# EXERCISE:
The required output is the line containing "Identify the crown" through the final line of the material below, printed exactly, with no other lines.

Start of Block

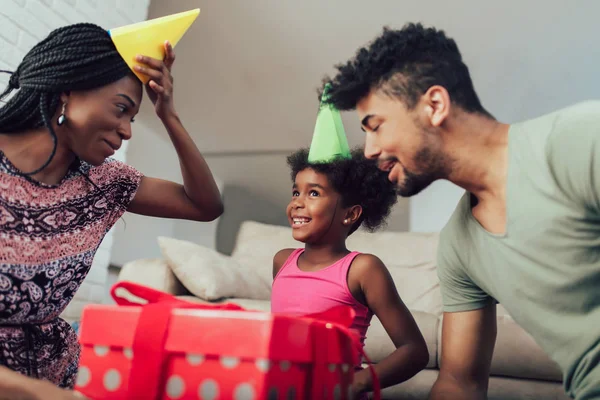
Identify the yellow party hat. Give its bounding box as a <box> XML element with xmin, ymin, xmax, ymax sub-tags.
<box><xmin>108</xmin><ymin>9</ymin><xmax>200</xmax><ymax>83</ymax></box>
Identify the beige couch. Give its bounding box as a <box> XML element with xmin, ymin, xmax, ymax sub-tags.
<box><xmin>117</xmin><ymin>220</ymin><xmax>569</xmax><ymax>400</ymax></box>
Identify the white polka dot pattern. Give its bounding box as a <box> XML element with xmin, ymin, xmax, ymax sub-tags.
<box><xmin>333</xmin><ymin>384</ymin><xmax>341</xmax><ymax>400</ymax></box>
<box><xmin>220</xmin><ymin>356</ymin><xmax>240</xmax><ymax>369</ymax></box>
<box><xmin>234</xmin><ymin>383</ymin><xmax>255</xmax><ymax>400</ymax></box>
<box><xmin>93</xmin><ymin>345</ymin><xmax>109</xmax><ymax>357</ymax></box>
<box><xmin>166</xmin><ymin>375</ymin><xmax>185</xmax><ymax>399</ymax></box>
<box><xmin>123</xmin><ymin>348</ymin><xmax>133</xmax><ymax>360</ymax></box>
<box><xmin>279</xmin><ymin>360</ymin><xmax>291</xmax><ymax>371</ymax></box>
<box><xmin>103</xmin><ymin>369</ymin><xmax>121</xmax><ymax>392</ymax></box>
<box><xmin>186</xmin><ymin>353</ymin><xmax>204</xmax><ymax>366</ymax></box>
<box><xmin>347</xmin><ymin>386</ymin><xmax>354</xmax><ymax>400</ymax></box>
<box><xmin>255</xmin><ymin>359</ymin><xmax>270</xmax><ymax>372</ymax></box>
<box><xmin>198</xmin><ymin>379</ymin><xmax>219</xmax><ymax>400</ymax></box>
<box><xmin>75</xmin><ymin>366</ymin><xmax>90</xmax><ymax>388</ymax></box>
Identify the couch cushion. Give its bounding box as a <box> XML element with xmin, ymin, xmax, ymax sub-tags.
<box><xmin>386</xmin><ymin>265</ymin><xmax>443</xmax><ymax>317</ymax></box>
<box><xmin>159</xmin><ymin>237</ymin><xmax>271</xmax><ymax>301</ymax></box>
<box><xmin>230</xmin><ymin>221</ymin><xmax>301</xmax><ymax>288</ymax></box>
<box><xmin>118</xmin><ymin>258</ymin><xmax>187</xmax><ymax>296</ymax></box>
<box><xmin>347</xmin><ymin>229</ymin><xmax>443</xmax><ymax>317</ymax></box>
<box><xmin>437</xmin><ymin>314</ymin><xmax>563</xmax><ymax>382</ymax></box>
<box><xmin>492</xmin><ymin>315</ymin><xmax>563</xmax><ymax>382</ymax></box>
<box><xmin>365</xmin><ymin>311</ymin><xmax>439</xmax><ymax>369</ymax></box>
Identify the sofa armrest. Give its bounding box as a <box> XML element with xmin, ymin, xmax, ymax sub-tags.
<box><xmin>117</xmin><ymin>258</ymin><xmax>188</xmax><ymax>296</ymax></box>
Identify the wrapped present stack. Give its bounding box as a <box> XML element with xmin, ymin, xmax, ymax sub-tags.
<box><xmin>74</xmin><ymin>281</ymin><xmax>376</xmax><ymax>399</ymax></box>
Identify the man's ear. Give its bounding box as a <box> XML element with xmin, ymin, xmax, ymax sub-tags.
<box><xmin>422</xmin><ymin>85</ymin><xmax>450</xmax><ymax>127</ymax></box>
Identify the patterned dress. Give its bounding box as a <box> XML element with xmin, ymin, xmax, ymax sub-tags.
<box><xmin>0</xmin><ymin>151</ymin><xmax>142</xmax><ymax>388</ymax></box>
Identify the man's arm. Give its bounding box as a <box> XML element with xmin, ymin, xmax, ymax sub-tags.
<box><xmin>429</xmin><ymin>304</ymin><xmax>497</xmax><ymax>400</ymax></box>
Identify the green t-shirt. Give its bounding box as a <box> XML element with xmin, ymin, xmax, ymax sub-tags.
<box><xmin>437</xmin><ymin>101</ymin><xmax>600</xmax><ymax>399</ymax></box>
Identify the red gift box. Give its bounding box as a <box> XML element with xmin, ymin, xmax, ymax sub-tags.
<box><xmin>75</xmin><ymin>282</ymin><xmax>380</xmax><ymax>399</ymax></box>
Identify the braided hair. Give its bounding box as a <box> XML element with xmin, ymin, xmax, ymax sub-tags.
<box><xmin>0</xmin><ymin>23</ymin><xmax>131</xmax><ymax>175</ymax></box>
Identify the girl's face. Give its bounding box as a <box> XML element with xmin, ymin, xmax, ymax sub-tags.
<box><xmin>59</xmin><ymin>75</ymin><xmax>142</xmax><ymax>166</ymax></box>
<box><xmin>287</xmin><ymin>168</ymin><xmax>347</xmax><ymax>244</ymax></box>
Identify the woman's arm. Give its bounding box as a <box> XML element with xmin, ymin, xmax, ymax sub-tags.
<box><xmin>126</xmin><ymin>42</ymin><xmax>223</xmax><ymax>221</ymax></box>
<box><xmin>349</xmin><ymin>254</ymin><xmax>429</xmax><ymax>394</ymax></box>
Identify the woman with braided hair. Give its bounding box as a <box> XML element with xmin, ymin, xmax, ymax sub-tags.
<box><xmin>0</xmin><ymin>22</ymin><xmax>223</xmax><ymax>398</ymax></box>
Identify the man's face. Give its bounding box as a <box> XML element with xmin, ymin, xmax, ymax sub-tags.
<box><xmin>357</xmin><ymin>88</ymin><xmax>449</xmax><ymax>197</ymax></box>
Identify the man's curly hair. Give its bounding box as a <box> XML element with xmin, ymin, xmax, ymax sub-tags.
<box><xmin>287</xmin><ymin>147</ymin><xmax>397</xmax><ymax>235</ymax></box>
<box><xmin>320</xmin><ymin>23</ymin><xmax>490</xmax><ymax>116</ymax></box>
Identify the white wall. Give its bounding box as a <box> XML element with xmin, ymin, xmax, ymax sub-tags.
<box><xmin>114</xmin><ymin>0</ymin><xmax>600</xmax><ymax>261</ymax></box>
<box><xmin>409</xmin><ymin>181</ymin><xmax>465</xmax><ymax>233</ymax></box>
<box><xmin>0</xmin><ymin>0</ymin><xmax>151</xmax><ymax>322</ymax></box>
<box><xmin>109</xmin><ymin>119</ymin><xmax>224</xmax><ymax>266</ymax></box>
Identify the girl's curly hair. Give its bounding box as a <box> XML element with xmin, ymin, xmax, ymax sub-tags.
<box><xmin>287</xmin><ymin>147</ymin><xmax>398</xmax><ymax>235</ymax></box>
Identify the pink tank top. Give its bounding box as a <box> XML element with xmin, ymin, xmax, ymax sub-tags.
<box><xmin>271</xmin><ymin>249</ymin><xmax>373</xmax><ymax>349</ymax></box>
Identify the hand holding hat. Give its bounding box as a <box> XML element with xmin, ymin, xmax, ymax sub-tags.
<box><xmin>134</xmin><ymin>42</ymin><xmax>176</xmax><ymax>120</ymax></box>
<box><xmin>108</xmin><ymin>9</ymin><xmax>200</xmax><ymax>120</ymax></box>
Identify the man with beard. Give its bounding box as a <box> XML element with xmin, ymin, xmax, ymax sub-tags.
<box><xmin>319</xmin><ymin>23</ymin><xmax>600</xmax><ymax>400</ymax></box>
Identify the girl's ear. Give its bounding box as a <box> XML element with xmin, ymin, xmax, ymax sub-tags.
<box><xmin>342</xmin><ymin>205</ymin><xmax>362</xmax><ymax>225</ymax></box>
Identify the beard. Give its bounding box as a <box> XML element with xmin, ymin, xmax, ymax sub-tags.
<box><xmin>395</xmin><ymin>166</ymin><xmax>436</xmax><ymax>197</ymax></box>
<box><xmin>394</xmin><ymin>146</ymin><xmax>451</xmax><ymax>197</ymax></box>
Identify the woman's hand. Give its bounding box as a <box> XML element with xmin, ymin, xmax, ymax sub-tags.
<box><xmin>29</xmin><ymin>384</ymin><xmax>88</xmax><ymax>400</ymax></box>
<box><xmin>0</xmin><ymin>366</ymin><xmax>88</xmax><ymax>400</ymax></box>
<box><xmin>134</xmin><ymin>41</ymin><xmax>176</xmax><ymax>120</ymax></box>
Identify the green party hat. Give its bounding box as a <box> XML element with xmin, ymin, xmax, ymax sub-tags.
<box><xmin>307</xmin><ymin>84</ymin><xmax>351</xmax><ymax>163</ymax></box>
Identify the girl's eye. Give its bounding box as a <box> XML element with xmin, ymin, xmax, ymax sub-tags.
<box><xmin>116</xmin><ymin>104</ymin><xmax>128</xmax><ymax>113</ymax></box>
<box><xmin>292</xmin><ymin>190</ymin><xmax>299</xmax><ymax>197</ymax></box>
<box><xmin>309</xmin><ymin>190</ymin><xmax>319</xmax><ymax>197</ymax></box>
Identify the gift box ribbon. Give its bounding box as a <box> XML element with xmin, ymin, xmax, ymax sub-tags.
<box><xmin>110</xmin><ymin>281</ymin><xmax>380</xmax><ymax>399</ymax></box>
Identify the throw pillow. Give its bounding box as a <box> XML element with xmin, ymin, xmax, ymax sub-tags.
<box><xmin>158</xmin><ymin>237</ymin><xmax>271</xmax><ymax>301</ymax></box>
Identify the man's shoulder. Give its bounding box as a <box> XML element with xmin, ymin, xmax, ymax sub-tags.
<box><xmin>518</xmin><ymin>100</ymin><xmax>600</xmax><ymax>139</ymax></box>
<box><xmin>547</xmin><ymin>100</ymin><xmax>600</xmax><ymax>141</ymax></box>
<box><xmin>555</xmin><ymin>100</ymin><xmax>600</xmax><ymax>118</ymax></box>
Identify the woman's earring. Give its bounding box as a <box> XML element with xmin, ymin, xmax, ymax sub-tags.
<box><xmin>57</xmin><ymin>102</ymin><xmax>67</xmax><ymax>126</ymax></box>
<box><xmin>344</xmin><ymin>219</ymin><xmax>349</xmax><ymax>224</ymax></box>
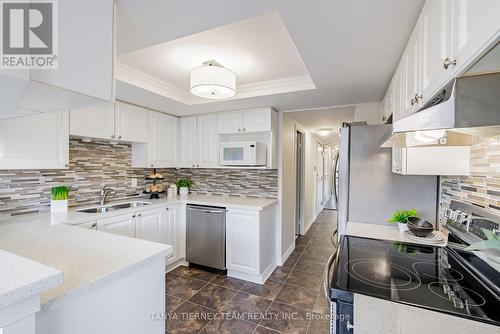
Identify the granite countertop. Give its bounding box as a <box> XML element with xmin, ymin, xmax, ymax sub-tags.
<box><xmin>0</xmin><ymin>249</ymin><xmax>63</xmax><ymax>309</ymax></box>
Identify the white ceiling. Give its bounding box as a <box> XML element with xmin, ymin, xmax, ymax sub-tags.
<box><xmin>117</xmin><ymin>11</ymin><xmax>314</xmax><ymax>105</ymax></box>
<box><xmin>288</xmin><ymin>106</ymin><xmax>355</xmax><ymax>145</ymax></box>
<box><xmin>116</xmin><ymin>0</ymin><xmax>425</xmax><ymax>116</ymax></box>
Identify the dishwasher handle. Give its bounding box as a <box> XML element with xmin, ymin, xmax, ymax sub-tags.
<box><xmin>187</xmin><ymin>206</ymin><xmax>226</xmax><ymax>214</ymax></box>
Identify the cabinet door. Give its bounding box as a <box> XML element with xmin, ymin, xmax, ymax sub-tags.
<box><xmin>97</xmin><ymin>213</ymin><xmax>135</xmax><ymax>237</ymax></box>
<box><xmin>453</xmin><ymin>0</ymin><xmax>500</xmax><ymax>73</ymax></box>
<box><xmin>402</xmin><ymin>21</ymin><xmax>422</xmax><ymax>117</ymax></box>
<box><xmin>0</xmin><ymin>111</ymin><xmax>69</xmax><ymax>169</ymax></box>
<box><xmin>226</xmin><ymin>209</ymin><xmax>259</xmax><ymax>274</ymax></box>
<box><xmin>219</xmin><ymin>111</ymin><xmax>243</xmax><ymax>134</ymax></box>
<box><xmin>393</xmin><ymin>66</ymin><xmax>404</xmax><ymax>122</ymax></box>
<box><xmin>177</xmin><ymin>117</ymin><xmax>198</xmax><ymax>167</ymax></box>
<box><xmin>135</xmin><ymin>209</ymin><xmax>162</xmax><ymax>242</ymax></box>
<box><xmin>392</xmin><ymin>147</ymin><xmax>407</xmax><ymax>175</ymax></box>
<box><xmin>115</xmin><ymin>102</ymin><xmax>148</xmax><ymax>143</ymax></box>
<box><xmin>242</xmin><ymin>109</ymin><xmax>271</xmax><ymax>133</ymax></box>
<box><xmin>420</xmin><ymin>0</ymin><xmax>454</xmax><ymax>101</ymax></box>
<box><xmin>162</xmin><ymin>206</ymin><xmax>185</xmax><ymax>265</ymax></box>
<box><xmin>197</xmin><ymin>114</ymin><xmax>219</xmax><ymax>167</ymax></box>
<box><xmin>70</xmin><ymin>102</ymin><xmax>115</xmax><ymax>140</ymax></box>
<box><xmin>149</xmin><ymin>112</ymin><xmax>177</xmax><ymax>168</ymax></box>
<box><xmin>29</xmin><ymin>0</ymin><xmax>115</xmax><ymax>101</ymax></box>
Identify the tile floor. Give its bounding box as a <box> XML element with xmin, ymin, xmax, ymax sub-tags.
<box><xmin>165</xmin><ymin>210</ymin><xmax>337</xmax><ymax>334</ymax></box>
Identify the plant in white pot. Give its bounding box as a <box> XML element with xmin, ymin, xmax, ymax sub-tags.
<box><xmin>176</xmin><ymin>179</ymin><xmax>193</xmax><ymax>197</ymax></box>
<box><xmin>51</xmin><ymin>186</ymin><xmax>70</xmax><ymax>213</ymax></box>
<box><xmin>389</xmin><ymin>209</ymin><xmax>418</xmax><ymax>233</ymax></box>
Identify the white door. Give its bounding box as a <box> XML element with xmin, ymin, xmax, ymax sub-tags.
<box><xmin>402</xmin><ymin>20</ymin><xmax>422</xmax><ymax>117</ymax></box>
<box><xmin>70</xmin><ymin>102</ymin><xmax>115</xmax><ymax>140</ymax></box>
<box><xmin>219</xmin><ymin>111</ymin><xmax>243</xmax><ymax>134</ymax></box>
<box><xmin>148</xmin><ymin>112</ymin><xmax>177</xmax><ymax>168</ymax></box>
<box><xmin>97</xmin><ymin>213</ymin><xmax>135</xmax><ymax>237</ymax></box>
<box><xmin>178</xmin><ymin>117</ymin><xmax>198</xmax><ymax>167</ymax></box>
<box><xmin>453</xmin><ymin>0</ymin><xmax>500</xmax><ymax>73</ymax></box>
<box><xmin>0</xmin><ymin>111</ymin><xmax>69</xmax><ymax>169</ymax></box>
<box><xmin>226</xmin><ymin>209</ymin><xmax>259</xmax><ymax>274</ymax></box>
<box><xmin>135</xmin><ymin>209</ymin><xmax>162</xmax><ymax>242</ymax></box>
<box><xmin>115</xmin><ymin>102</ymin><xmax>148</xmax><ymax>143</ymax></box>
<box><xmin>420</xmin><ymin>0</ymin><xmax>454</xmax><ymax>100</ymax></box>
<box><xmin>242</xmin><ymin>109</ymin><xmax>271</xmax><ymax>133</ymax></box>
<box><xmin>197</xmin><ymin>114</ymin><xmax>219</xmax><ymax>167</ymax></box>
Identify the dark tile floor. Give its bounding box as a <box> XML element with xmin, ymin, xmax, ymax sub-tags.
<box><xmin>165</xmin><ymin>210</ymin><xmax>337</xmax><ymax>334</ymax></box>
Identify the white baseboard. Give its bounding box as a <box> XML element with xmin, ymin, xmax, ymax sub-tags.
<box><xmin>279</xmin><ymin>242</ymin><xmax>295</xmax><ymax>266</ymax></box>
<box><xmin>304</xmin><ymin>215</ymin><xmax>317</xmax><ymax>235</ymax></box>
<box><xmin>228</xmin><ymin>262</ymin><xmax>277</xmax><ymax>285</ymax></box>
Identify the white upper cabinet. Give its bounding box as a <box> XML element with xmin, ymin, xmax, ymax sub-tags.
<box><xmin>177</xmin><ymin>117</ymin><xmax>199</xmax><ymax>168</ymax></box>
<box><xmin>115</xmin><ymin>102</ymin><xmax>148</xmax><ymax>143</ymax></box>
<box><xmin>197</xmin><ymin>114</ymin><xmax>219</xmax><ymax>167</ymax></box>
<box><xmin>0</xmin><ymin>111</ymin><xmax>69</xmax><ymax>169</ymax></box>
<box><xmin>177</xmin><ymin>114</ymin><xmax>219</xmax><ymax>168</ymax></box>
<box><xmin>71</xmin><ymin>102</ymin><xmax>147</xmax><ymax>143</ymax></box>
<box><xmin>420</xmin><ymin>0</ymin><xmax>454</xmax><ymax>100</ymax></box>
<box><xmin>70</xmin><ymin>102</ymin><xmax>115</xmax><ymax>140</ymax></box>
<box><xmin>402</xmin><ymin>20</ymin><xmax>422</xmax><ymax>117</ymax></box>
<box><xmin>453</xmin><ymin>0</ymin><xmax>500</xmax><ymax>74</ymax></box>
<box><xmin>30</xmin><ymin>0</ymin><xmax>115</xmax><ymax>102</ymax></box>
<box><xmin>219</xmin><ymin>108</ymin><xmax>272</xmax><ymax>134</ymax></box>
<box><xmin>242</xmin><ymin>109</ymin><xmax>271</xmax><ymax>133</ymax></box>
<box><xmin>385</xmin><ymin>0</ymin><xmax>500</xmax><ymax>121</ymax></box>
<box><xmin>132</xmin><ymin>111</ymin><xmax>177</xmax><ymax>168</ymax></box>
<box><xmin>219</xmin><ymin>111</ymin><xmax>243</xmax><ymax>134</ymax></box>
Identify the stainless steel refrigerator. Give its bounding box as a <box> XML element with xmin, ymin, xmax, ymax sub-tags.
<box><xmin>334</xmin><ymin>123</ymin><xmax>438</xmax><ymax>239</ymax></box>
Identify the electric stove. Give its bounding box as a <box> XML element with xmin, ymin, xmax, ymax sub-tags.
<box><xmin>330</xmin><ymin>235</ymin><xmax>500</xmax><ymax>326</ymax></box>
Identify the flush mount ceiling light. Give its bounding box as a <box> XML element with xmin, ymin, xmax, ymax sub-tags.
<box><xmin>318</xmin><ymin>128</ymin><xmax>334</xmax><ymax>137</ymax></box>
<box><xmin>190</xmin><ymin>60</ymin><xmax>236</xmax><ymax>99</ymax></box>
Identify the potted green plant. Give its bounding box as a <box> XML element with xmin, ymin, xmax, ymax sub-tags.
<box><xmin>389</xmin><ymin>209</ymin><xmax>418</xmax><ymax>233</ymax></box>
<box><xmin>51</xmin><ymin>186</ymin><xmax>70</xmax><ymax>213</ymax></box>
<box><xmin>176</xmin><ymin>179</ymin><xmax>193</xmax><ymax>196</ymax></box>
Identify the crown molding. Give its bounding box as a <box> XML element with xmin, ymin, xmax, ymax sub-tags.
<box><xmin>117</xmin><ymin>62</ymin><xmax>316</xmax><ymax>106</ymax></box>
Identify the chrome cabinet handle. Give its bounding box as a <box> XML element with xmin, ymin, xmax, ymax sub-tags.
<box><xmin>443</xmin><ymin>57</ymin><xmax>457</xmax><ymax>70</ymax></box>
<box><xmin>238</xmin><ymin>128</ymin><xmax>241</xmax><ymax>132</ymax></box>
<box><xmin>137</xmin><ymin>213</ymin><xmax>142</xmax><ymax>217</ymax></box>
<box><xmin>243</xmin><ymin>128</ymin><xmax>246</xmax><ymax>132</ymax></box>
<box><xmin>90</xmin><ymin>222</ymin><xmax>97</xmax><ymax>229</ymax></box>
<box><xmin>132</xmin><ymin>214</ymin><xmax>136</xmax><ymax>218</ymax></box>
<box><xmin>410</xmin><ymin>98</ymin><xmax>416</xmax><ymax>106</ymax></box>
<box><xmin>117</xmin><ymin>135</ymin><xmax>122</xmax><ymax>139</ymax></box>
<box><xmin>64</xmin><ymin>163</ymin><xmax>69</xmax><ymax>167</ymax></box>
<box><xmin>111</xmin><ymin>134</ymin><xmax>115</xmax><ymax>138</ymax></box>
<box><xmin>346</xmin><ymin>320</ymin><xmax>354</xmax><ymax>331</ymax></box>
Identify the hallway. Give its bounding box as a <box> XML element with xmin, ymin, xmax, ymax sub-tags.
<box><xmin>165</xmin><ymin>209</ymin><xmax>337</xmax><ymax>333</ymax></box>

End of Block

# ANSWER SPACE:
Identify the crown molding. Give its bounding box as a <box> XML element with xmin, ymin, xmax, ymax sub-tags.
<box><xmin>117</xmin><ymin>62</ymin><xmax>316</xmax><ymax>106</ymax></box>
Identify the chrome cabinet handle. Give its bounding box as a <box> XML element with xmin, ymin, xmax, ymax sub-tags.
<box><xmin>443</xmin><ymin>57</ymin><xmax>457</xmax><ymax>70</ymax></box>
<box><xmin>238</xmin><ymin>128</ymin><xmax>241</xmax><ymax>132</ymax></box>
<box><xmin>137</xmin><ymin>213</ymin><xmax>142</xmax><ymax>217</ymax></box>
<box><xmin>243</xmin><ymin>128</ymin><xmax>246</xmax><ymax>132</ymax></box>
<box><xmin>90</xmin><ymin>222</ymin><xmax>97</xmax><ymax>229</ymax></box>
<box><xmin>132</xmin><ymin>214</ymin><xmax>136</xmax><ymax>218</ymax></box>
<box><xmin>410</xmin><ymin>98</ymin><xmax>416</xmax><ymax>106</ymax></box>
<box><xmin>117</xmin><ymin>135</ymin><xmax>122</xmax><ymax>139</ymax></box>
<box><xmin>64</xmin><ymin>163</ymin><xmax>69</xmax><ymax>167</ymax></box>
<box><xmin>111</xmin><ymin>134</ymin><xmax>115</xmax><ymax>138</ymax></box>
<box><xmin>346</xmin><ymin>320</ymin><xmax>354</xmax><ymax>331</ymax></box>
Identify the hallway. Give its bounding box as a <box> XML element with xmin, ymin, xmax, ymax sub-tags.
<box><xmin>165</xmin><ymin>209</ymin><xmax>337</xmax><ymax>333</ymax></box>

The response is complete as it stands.